Objectif de l'exercice
Recopiez le passage de l'interview sur la loi J21 qui s'ouvre sur les mots contenant "Philippe ALLIAUME est" et se referme sur "arguments évoqués ?", en renommant "croisade" en "campagne".

Texte fourni
╔══

Philippe ALLIAUME est un homme complet. Son parcours l'a mené de la DSI (Ingénieur ECP à l'origine) à la banque, à la presse, au redressement de sociétés. Longtemps juge consulaire au Tribunal de Commerce de Bobigny, il achève, à plus de 50 ans, ses études pour devenir avocat.

Il a pris la tête d’une croisade judiciaire contre une disposition de la loi Justice pour le 21ème siècle qui lui parait contraire aux principes du droit européen.

INTERVIEW SANS CONCESSION



Vous avez lancé une croisade contre la loi J21 en raison d'une disposition contraire au droit européen, pouvez-vous nous présenter la mesure visée et les principaux arguments évoqués ?
La loi dite justice du XXIème siècle a décidé, dans un texte avec effet rétroactif, qu'un juge consulaire devait quitter ses fonctions passer l’âge fatidique de 75 ans. Passe encore qu'on mette une limite d'âge à l'élection, mais qu'on décide de démettre brutalement de leurs mandats des juges qui ont été élu alors que la disposition n'était pas en vigueur, cela fait un peu peur. Démettre un juge de son siège, c'est une sanction. Quand l'un des pouvoirs commence à sanctionner l'autre, la démocratie tousse.
 
En outre, le droit européen proscrit la mise en place de limite d'âges professionnelles quand elles ne sont pas justifiées et proportionnées et la France s'est abstenue de justifier de la nécessité, d'autant plus qu'un juge bénévole est souvent un pré retraité, et qu'il lui est difficile de faire ses 4 mandats de 4 ans entre 62 et 75 ans.
 
Comment expliquez-vous une telle mesure ?
Le mystère de l'écriture des textes entre haute fonction publique, politique et lobbies est toujours un sujet d'étonnement. Ce texte malencontreux semble issu d'une tentative de réécrire le texte primitif de la chancellerie sous la plume de la conférence des juges consulaires. En termes de droit, ça pourrait s'appeler passer du code Charybde au code Scylla.

╚══

Données
╔══

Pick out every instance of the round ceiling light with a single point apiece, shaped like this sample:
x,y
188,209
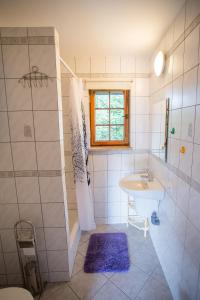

╚══

Réponse attendue
Philippe ALLIAUME est un homme complet. Son parcours l'a mené de la DSI (Ingénieur ECP à l'origine) à la banque, à la presse, au redressement de sociétés. Longtemps juge consulaire au Tribunal de Commerce de Bobigny, il achève, à plus de 50 ans, ses études pour devenir avocat.

Il a pris la tête d’une campagne judiciaire contre une disposition de la loi Justice pour le 21ème siècle qui lui parait contraire aux principes du droit européen.

INTERVIEW SANS CONCESSION



Vous avez lancé une campagne contre la loi J21 en raison d'une disposition contraire au droit européen, pouvez-vous nous présenter la mesure visée et les principaux arguments évoqués ?